[WHAT IS BEING ASKED] Rewrite the lines from the one containing "the low beige" up to and including the one containing "(1069, 413)" as a numbered list, leaving out any blank lines.

[Entries from a pointing dataset]
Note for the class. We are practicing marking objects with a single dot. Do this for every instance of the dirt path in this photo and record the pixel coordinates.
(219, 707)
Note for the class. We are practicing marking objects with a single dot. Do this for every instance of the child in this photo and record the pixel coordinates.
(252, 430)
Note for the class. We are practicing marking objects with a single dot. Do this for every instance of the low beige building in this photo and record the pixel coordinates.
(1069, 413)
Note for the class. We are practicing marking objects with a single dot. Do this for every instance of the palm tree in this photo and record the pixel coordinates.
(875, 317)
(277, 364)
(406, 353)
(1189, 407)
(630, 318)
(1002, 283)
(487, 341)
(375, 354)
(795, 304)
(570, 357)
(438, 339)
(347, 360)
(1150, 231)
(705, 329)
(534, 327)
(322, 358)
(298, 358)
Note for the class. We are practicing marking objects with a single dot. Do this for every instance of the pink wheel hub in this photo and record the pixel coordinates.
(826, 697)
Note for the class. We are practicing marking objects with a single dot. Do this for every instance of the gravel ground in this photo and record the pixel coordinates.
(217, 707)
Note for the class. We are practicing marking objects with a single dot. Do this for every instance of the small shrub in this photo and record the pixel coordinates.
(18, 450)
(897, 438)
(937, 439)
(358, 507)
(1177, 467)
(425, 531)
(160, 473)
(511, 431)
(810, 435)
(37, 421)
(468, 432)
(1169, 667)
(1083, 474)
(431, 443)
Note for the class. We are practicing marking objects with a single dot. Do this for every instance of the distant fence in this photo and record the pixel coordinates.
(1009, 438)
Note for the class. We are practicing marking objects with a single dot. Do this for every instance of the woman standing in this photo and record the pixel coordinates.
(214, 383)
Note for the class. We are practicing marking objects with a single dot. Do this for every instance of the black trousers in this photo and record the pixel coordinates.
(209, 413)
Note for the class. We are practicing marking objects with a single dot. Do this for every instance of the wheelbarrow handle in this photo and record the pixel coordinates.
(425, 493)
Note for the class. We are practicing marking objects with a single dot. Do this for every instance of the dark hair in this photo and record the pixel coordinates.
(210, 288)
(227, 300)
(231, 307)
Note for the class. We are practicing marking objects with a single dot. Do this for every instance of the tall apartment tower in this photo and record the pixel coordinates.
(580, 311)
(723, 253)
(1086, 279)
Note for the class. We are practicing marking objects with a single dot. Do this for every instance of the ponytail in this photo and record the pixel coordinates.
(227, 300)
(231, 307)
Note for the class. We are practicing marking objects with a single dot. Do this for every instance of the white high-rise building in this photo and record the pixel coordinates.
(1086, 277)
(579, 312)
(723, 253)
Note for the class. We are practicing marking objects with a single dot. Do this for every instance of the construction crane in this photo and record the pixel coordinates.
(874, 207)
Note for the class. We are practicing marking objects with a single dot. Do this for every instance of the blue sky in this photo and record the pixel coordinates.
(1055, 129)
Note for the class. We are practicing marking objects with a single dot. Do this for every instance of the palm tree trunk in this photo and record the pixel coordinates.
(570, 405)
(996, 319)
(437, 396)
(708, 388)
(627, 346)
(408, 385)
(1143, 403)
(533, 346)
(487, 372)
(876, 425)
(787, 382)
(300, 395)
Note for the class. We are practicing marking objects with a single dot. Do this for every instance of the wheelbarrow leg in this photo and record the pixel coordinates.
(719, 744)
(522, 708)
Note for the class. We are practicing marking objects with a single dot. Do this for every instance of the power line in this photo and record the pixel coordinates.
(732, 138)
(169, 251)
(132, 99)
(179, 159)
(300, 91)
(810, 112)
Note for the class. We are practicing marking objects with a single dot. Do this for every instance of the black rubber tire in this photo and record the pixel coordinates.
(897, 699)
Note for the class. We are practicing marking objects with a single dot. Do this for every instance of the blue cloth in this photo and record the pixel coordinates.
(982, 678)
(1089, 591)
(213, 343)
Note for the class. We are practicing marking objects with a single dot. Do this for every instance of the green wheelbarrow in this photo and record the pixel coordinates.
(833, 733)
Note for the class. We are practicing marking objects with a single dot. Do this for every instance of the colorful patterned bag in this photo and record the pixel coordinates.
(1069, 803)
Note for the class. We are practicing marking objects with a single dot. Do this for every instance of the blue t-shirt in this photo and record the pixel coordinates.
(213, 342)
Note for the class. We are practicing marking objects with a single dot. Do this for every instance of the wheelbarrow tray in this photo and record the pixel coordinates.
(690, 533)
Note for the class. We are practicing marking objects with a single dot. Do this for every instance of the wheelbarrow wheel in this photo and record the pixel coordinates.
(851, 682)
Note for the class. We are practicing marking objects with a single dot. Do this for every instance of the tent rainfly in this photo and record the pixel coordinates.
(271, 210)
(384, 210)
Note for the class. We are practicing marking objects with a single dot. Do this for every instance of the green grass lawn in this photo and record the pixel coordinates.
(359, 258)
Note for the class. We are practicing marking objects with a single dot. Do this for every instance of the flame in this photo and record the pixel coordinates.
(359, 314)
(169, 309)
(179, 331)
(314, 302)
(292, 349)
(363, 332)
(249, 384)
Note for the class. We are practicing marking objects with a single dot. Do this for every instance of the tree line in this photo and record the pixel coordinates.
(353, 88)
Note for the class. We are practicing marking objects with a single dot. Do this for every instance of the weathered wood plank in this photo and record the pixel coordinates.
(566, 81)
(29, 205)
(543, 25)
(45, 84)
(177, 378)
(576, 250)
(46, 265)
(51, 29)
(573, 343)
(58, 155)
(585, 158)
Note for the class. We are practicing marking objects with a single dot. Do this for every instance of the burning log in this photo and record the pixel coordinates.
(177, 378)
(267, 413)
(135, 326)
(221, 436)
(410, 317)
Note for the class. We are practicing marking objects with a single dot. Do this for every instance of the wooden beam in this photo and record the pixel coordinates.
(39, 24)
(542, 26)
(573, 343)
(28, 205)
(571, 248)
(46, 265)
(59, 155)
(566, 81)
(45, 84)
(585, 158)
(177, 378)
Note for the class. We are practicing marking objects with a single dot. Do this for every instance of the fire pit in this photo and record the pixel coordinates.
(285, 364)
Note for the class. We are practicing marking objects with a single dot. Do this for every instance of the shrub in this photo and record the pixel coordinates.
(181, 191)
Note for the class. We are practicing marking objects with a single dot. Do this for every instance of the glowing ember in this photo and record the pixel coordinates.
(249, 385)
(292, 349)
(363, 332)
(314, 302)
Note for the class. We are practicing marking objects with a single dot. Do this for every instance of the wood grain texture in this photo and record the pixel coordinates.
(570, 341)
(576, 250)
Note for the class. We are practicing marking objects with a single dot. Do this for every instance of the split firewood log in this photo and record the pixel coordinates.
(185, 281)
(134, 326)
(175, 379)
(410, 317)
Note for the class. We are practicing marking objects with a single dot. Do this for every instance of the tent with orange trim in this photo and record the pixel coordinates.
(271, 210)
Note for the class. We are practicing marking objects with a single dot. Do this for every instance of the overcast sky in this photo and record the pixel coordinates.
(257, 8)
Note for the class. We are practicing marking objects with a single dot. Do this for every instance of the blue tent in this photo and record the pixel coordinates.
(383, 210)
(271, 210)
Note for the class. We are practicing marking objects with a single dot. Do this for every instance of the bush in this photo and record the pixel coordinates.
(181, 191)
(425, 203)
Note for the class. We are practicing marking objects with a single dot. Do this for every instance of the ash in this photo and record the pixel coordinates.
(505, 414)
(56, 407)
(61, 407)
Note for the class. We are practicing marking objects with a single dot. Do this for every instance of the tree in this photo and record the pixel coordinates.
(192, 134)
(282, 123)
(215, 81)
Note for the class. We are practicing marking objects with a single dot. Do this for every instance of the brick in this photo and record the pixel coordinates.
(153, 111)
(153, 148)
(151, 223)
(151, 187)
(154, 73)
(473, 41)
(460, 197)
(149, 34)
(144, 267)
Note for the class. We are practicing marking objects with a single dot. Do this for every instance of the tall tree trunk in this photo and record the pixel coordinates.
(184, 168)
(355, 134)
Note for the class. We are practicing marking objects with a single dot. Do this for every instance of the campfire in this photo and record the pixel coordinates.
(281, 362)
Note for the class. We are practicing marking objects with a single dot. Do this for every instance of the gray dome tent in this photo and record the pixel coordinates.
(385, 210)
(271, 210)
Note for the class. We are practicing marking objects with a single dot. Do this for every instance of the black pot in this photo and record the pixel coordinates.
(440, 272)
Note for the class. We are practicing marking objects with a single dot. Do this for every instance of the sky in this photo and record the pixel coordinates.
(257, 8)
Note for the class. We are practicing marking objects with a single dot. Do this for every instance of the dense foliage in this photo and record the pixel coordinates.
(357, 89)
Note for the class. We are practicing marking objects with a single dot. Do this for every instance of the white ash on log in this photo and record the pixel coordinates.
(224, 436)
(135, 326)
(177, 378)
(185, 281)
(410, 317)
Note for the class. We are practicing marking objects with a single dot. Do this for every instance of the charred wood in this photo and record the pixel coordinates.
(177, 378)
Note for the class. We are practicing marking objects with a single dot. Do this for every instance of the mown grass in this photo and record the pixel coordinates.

[COMPLETE ANSWER]
1. Note for the class. We are practicing marking objects with a single dot. Do this for every instance of the low beige building in this photo and record the pixel coordinates.
2. (1069, 413)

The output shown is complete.